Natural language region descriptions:
■ ■ ■ ■ ■
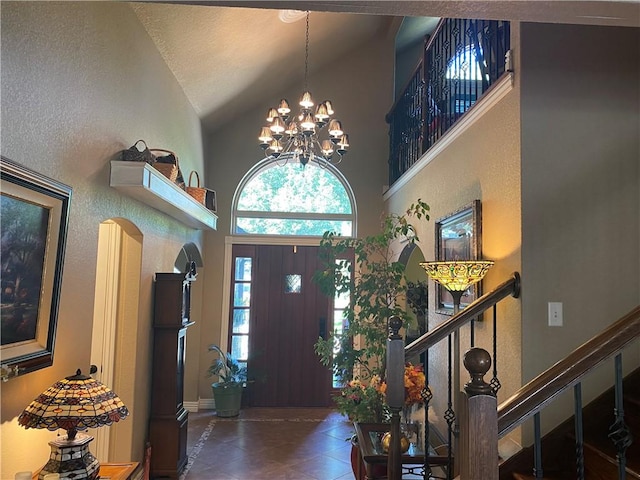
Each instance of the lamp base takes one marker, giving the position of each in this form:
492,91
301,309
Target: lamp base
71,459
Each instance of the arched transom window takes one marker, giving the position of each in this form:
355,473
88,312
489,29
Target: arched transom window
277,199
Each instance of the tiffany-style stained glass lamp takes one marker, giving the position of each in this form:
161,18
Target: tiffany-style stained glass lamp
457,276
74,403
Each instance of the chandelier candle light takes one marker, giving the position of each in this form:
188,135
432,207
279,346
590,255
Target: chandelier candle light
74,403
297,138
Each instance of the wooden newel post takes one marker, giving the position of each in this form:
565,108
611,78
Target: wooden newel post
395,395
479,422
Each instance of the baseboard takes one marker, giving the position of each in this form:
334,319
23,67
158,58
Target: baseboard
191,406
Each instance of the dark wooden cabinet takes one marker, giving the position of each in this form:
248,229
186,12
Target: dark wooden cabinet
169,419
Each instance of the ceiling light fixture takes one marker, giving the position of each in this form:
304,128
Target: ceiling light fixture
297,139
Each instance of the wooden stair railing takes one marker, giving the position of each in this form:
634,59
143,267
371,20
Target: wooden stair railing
■ ■ ■ ■ ■
__About this exercise__
Because the pictures are not wanted, retype only the text of every record, exactly as given.

__Result of this task__
Each instance of the lamp base takes one marker, giving the position of each in this form:
492,91
301,309
Target: lamp base
71,459
Each instance of the arched transom window takes one marker, giving the position of each in this form:
355,473
88,312
489,29
Target: arched transom window
277,199
Each instance of the tiffany-style stained glass lamp takes one marker, giving the position of each in this form:
161,18
Target: tiffany-style stained glass lamp
457,276
74,403
Each instance of the chandelier candle light takes one marker, giving the position of each in this form:
188,135
432,207
279,346
590,255
Target: chandelier candle light
74,403
297,138
Each instance of the wooden newel post takes one marker, giving the position of each in this form:
565,108
611,78
Target: wooden newel post
395,395
479,422
Each instance of the baseboard takes one marker, giving the position of each in this form:
334,319
23,67
158,58
Target: baseboard
191,406
Each instance of the dark wooden cabinet takes one marker, giving the position of each in this form:
248,229
186,12
Target: dark wooden cabinet
169,419
Each instance of the ceiling light fixture takes one marker, giving the position of each in this form:
304,128
Target: ceiling light fixture
297,139
Each instance of the wooden stair railing takes one marker, giving the position of each in this form:
634,59
143,267
371,20
Target: wooden stair railing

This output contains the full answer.